[Document extract]
──────────

Ojus is a census-designated place and formerly incorporated town in Miami-Dade County, Florida, United States. It is part of the Miami metropolitan area of South Florida. The population was 19,673 at the 2020 census, up from 18,036 in 2010.

==History==
During the late nineteenth century, settlers established farms along the Oleta River. These settlers grew peas, beans, sugar cane, and tomatoes. Seminoles set up a trading post near present-day Greynolds Park to conduct business with the Ojus settlers. In 1897, Albert Fitch named the area "Ojus" after the Seminole word for "plenty" or "lots of". After the turn of the century, rock was discovered in the area that was ideal for road building. Many of the neighborhood lakes were created during the early part of the twentieth century to support the construction of the area's infrastructure.

State representative Graham W. King lived in Ojus.

Voters initially approved the Town of Ojus on April 12, 1926 only to have this set aside by the state supreme court due to invalid boundary specifications. A second vote for incorporation was approved by voters on August 31, 1926. In 1927, the Town of Ojus was abolished by the state as a municipal government and re-established as a municipal corporation, along with other charter changes. In 1929, a court upheld the city council's refusal of the mayor's order for a charter election. Subsequently the state passed a bill calling for the abolishment of the town, which was rejected by voters. In 1931, the state abolished the Town of Ojus with voter approval on July 15, 1931. A court rescinded this on October 26, 1933 due to the outstanding debt associated with the town. The town was dissolved on August 8, 1935 after the state again abolished the town with voters approving on August 6, 1935. This time, the state was explicit regarding the handling of, and a mechanism to eliminate, the town's debt.

──────────

[Information provided]

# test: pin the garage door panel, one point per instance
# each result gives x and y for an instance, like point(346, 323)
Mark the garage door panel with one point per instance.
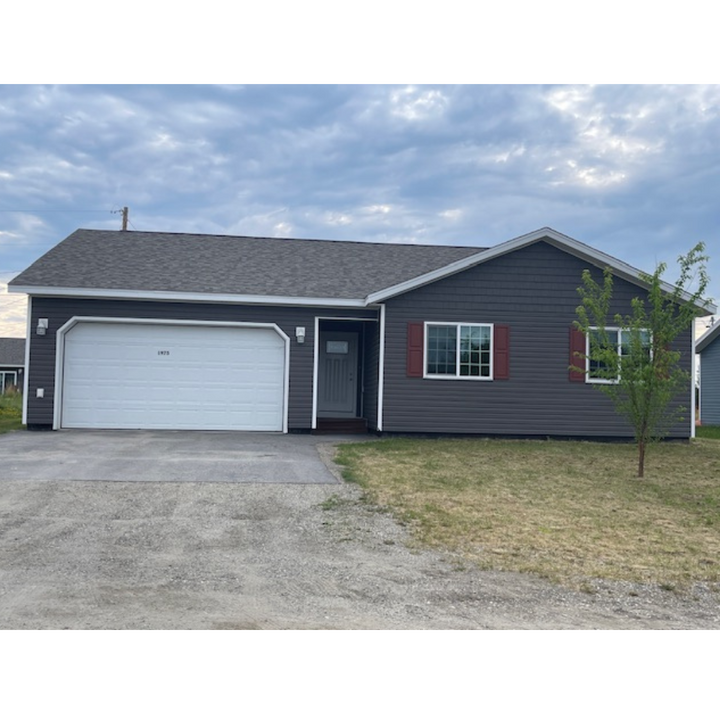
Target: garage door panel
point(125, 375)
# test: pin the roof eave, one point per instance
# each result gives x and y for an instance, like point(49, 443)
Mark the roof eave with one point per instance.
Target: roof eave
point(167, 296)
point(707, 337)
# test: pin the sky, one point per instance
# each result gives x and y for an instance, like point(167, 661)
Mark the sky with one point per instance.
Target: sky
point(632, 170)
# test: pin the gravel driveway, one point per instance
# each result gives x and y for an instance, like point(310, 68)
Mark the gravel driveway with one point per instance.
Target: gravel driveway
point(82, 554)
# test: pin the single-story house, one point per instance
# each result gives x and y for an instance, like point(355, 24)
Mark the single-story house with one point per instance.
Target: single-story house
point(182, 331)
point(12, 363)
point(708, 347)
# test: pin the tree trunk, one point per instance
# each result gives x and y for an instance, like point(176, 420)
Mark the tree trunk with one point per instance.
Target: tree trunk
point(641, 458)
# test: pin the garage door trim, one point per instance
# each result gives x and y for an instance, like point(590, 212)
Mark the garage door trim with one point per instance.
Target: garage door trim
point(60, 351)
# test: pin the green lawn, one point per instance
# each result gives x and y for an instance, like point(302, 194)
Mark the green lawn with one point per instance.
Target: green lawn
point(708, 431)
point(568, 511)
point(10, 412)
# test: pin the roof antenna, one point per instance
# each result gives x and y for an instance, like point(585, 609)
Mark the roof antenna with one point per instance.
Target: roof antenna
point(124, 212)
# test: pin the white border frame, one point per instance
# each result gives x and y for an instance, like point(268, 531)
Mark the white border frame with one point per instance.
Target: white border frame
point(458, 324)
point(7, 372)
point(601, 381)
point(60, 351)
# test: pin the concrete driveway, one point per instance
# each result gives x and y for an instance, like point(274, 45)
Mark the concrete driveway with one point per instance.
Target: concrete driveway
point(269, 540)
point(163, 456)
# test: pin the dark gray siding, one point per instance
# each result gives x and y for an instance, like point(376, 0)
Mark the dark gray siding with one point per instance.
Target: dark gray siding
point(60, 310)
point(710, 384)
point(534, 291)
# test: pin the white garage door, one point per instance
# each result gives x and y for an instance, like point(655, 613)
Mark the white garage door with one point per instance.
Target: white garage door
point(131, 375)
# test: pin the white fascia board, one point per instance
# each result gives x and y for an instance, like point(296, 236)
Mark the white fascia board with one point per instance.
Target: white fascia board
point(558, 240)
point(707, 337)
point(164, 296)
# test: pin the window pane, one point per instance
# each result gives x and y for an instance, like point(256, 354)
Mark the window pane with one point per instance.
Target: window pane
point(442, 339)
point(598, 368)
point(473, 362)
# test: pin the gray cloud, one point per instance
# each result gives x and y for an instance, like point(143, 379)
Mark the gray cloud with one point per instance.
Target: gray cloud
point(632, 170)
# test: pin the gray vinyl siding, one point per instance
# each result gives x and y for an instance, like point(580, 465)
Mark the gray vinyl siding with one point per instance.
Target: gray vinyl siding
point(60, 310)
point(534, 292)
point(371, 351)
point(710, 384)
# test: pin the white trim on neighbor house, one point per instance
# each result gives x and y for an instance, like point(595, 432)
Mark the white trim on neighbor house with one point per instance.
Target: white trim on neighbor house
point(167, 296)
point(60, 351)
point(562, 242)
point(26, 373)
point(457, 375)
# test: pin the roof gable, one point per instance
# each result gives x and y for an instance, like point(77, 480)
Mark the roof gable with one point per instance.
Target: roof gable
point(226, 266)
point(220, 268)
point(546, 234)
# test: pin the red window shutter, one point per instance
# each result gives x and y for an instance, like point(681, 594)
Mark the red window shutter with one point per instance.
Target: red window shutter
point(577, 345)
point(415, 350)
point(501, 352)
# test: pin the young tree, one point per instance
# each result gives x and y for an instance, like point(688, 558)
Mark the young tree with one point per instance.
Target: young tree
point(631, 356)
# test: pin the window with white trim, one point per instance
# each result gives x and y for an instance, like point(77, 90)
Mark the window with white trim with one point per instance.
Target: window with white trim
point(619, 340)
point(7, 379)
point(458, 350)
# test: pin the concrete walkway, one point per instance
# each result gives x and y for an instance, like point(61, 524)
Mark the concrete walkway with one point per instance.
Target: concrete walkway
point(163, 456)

──────────

[Work task A] Quote the Ojus passage word for word, starting with "Ojus is a census-designated" and going on through "18,036 in 2010.".
[Work task B]
Decide whether each statement below agrees with the Ojus passage, and give yes or no for each along with the passage's deciding words, quoted exactly.
(i) Albert Fitch gave the area its name in 1897.
(ii) The 2020 census counted 18,036 residents.
(iii) The early settlers grew rice along the Oleta River.
The records can be set aside.

[Response area A]
Ojus is a census-designated place and formerly incorporated town in Miami-Dade County, Florida, United States. It is part of the Miami metropolitan area of South Florida. The population was 19,673 at the 2020 census, up from 18,036 in 2010.

[Response area B]
(i) Yes: "In 1897, Albert Fitch named the area"
(ii) No: "The population was 19,673 at the 2020 census"
(iii) No: "These settlers grew peas, beans, sugar cane, and tomatoes."